WRITTEN PROBLEM: Print every record below exactly as written.

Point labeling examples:
______________________________

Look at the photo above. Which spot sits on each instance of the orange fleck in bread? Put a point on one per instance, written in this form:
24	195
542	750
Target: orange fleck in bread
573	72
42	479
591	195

______________________________

SOLUTION:
Look at the photo above. Which spot sits on each instance of the orange fleck in bread? Put a point on one per instance, written in this form:
24	195
542	750
Target: orange fleck in bread
573	72
42	479
591	195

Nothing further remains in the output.